_Excerpt_
"""
Nell talks to us about her life working in a silk factory, a laundry and looking after language students.
My father was a Scotsman, he came from Dundee. My mother met him in the 1914 war, he was stationed at St Faiths and they met in the Adam and Eve pub. They married and when he came out of the Army in 1918 my mother had to go to Scotland with him, but she didn’t like Scotland. She came down to Norwich to have me born here and then took me back to Scotland and I stayed there until I was nearly four. My brother was born 13 months after me. They decided they’d come back to Norwich to live. I loved Scotland and I missed it.
When I was 14 I wanted to be a hairdresser or a nurse, because my mother was an auxiliary midwife. My parents couldn’t afford for me to have an apprenticeship, because those days you had to pay. I was the eldest one of the family, so my mother took me up to Hinde and Hardy Silk Works at Eversley Road, Mile Cross. I worked there until I was 21 and then I packed it in because I didn’t like it.
I got married at 21 and my husband was already in the Army. I got a job at Jarrolds printing works for the War years. My husband came home from the Army and after I gave birth to my eldest son I didn’t go to work, I didn’t go back to work until he was four.
I went to work at the City of Norwich Laundry down Oak Street until my second son was born. I went back to the laundry when he was two and I stayed there for 10 years. The name was Spring Grove when I finished up. I returned because I loved the laundry work and I finished up as supervisor for 13 staff. The laundry was sold several years ago and a family company took over but they didn’t make it and that’s all pulled down now.
"""
_Direction 1_
In Nell's account, where did her mother and father first meet?
_Direction 2_
Reproduce the passage of Nell's account between "When I was 14" and "didn’t like it.", inclusive.
The entries bear no relation to Nell's account.

_Dataset extract_
"""
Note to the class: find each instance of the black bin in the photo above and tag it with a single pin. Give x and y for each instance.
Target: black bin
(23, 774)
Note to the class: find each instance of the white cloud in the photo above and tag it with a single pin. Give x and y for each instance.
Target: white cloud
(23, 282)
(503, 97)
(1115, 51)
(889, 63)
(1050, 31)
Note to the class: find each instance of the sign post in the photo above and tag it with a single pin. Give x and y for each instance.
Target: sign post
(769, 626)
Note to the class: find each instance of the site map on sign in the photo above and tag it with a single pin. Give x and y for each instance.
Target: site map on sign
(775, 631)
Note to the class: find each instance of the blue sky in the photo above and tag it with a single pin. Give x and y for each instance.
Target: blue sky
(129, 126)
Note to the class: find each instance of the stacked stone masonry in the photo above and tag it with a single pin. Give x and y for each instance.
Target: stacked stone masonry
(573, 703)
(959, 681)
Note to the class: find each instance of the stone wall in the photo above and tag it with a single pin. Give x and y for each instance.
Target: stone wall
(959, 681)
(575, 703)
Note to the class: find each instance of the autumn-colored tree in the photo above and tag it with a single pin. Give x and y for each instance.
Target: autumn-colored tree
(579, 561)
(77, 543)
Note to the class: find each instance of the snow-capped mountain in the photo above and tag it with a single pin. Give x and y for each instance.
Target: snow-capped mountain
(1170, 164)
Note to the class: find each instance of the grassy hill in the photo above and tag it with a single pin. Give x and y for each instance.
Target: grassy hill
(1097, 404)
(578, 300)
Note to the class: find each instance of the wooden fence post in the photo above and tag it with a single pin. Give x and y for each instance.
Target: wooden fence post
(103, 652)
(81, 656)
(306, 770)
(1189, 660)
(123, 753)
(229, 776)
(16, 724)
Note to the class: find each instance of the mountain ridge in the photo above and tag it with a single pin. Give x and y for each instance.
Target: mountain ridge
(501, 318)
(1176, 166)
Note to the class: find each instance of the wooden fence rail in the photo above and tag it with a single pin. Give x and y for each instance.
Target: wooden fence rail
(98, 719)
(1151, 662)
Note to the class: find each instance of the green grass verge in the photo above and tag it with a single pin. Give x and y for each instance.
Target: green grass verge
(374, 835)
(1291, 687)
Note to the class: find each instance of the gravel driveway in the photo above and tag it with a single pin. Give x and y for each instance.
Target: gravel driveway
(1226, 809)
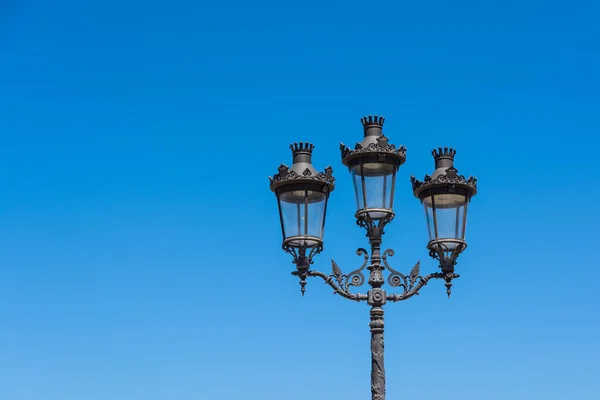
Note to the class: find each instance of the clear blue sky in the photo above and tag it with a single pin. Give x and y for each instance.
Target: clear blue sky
(140, 244)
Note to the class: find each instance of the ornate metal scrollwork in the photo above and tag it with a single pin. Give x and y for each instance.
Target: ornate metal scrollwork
(398, 279)
(302, 261)
(356, 277)
(341, 282)
(374, 227)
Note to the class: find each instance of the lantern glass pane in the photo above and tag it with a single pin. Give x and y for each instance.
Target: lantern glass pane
(302, 216)
(374, 187)
(446, 217)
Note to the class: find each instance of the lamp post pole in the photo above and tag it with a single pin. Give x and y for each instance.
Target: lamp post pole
(302, 195)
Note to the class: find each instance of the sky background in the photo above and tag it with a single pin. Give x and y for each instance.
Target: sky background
(140, 245)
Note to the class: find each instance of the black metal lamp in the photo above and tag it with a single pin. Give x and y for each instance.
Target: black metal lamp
(302, 195)
(373, 164)
(445, 196)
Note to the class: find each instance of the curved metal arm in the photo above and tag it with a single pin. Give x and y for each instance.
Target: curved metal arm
(337, 289)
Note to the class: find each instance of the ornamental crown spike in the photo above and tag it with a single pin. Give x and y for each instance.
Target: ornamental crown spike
(444, 157)
(302, 148)
(372, 125)
(302, 152)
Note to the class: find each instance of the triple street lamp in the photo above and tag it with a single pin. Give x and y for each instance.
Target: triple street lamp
(302, 195)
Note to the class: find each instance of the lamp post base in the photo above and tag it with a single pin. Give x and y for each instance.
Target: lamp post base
(377, 369)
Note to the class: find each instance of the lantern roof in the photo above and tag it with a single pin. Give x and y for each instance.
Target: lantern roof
(302, 170)
(375, 145)
(445, 175)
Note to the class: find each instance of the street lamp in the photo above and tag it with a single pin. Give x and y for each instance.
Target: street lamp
(302, 195)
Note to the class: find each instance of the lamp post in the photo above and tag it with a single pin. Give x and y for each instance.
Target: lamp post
(302, 195)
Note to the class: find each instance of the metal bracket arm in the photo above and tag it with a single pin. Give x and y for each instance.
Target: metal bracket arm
(337, 289)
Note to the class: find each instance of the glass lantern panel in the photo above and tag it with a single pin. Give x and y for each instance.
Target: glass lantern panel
(446, 217)
(302, 215)
(374, 186)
"""
_Worked answer 1_
They met in the Adam and Eve pub.

_Worked answer 2_
When I was 14 I wanted to be a hairdresser or a nurse, because my mother was an auxiliary midwife. My parents couldn’t afford for me to have an apprenticeship, because those days you had to pay. I was the eldest one of the family, so my mother took me up to Hinde and Hardy Silk Works at Eversley Road, Mile Cross. I worked there until I was 21 and then I packed it in because I didn’t like it.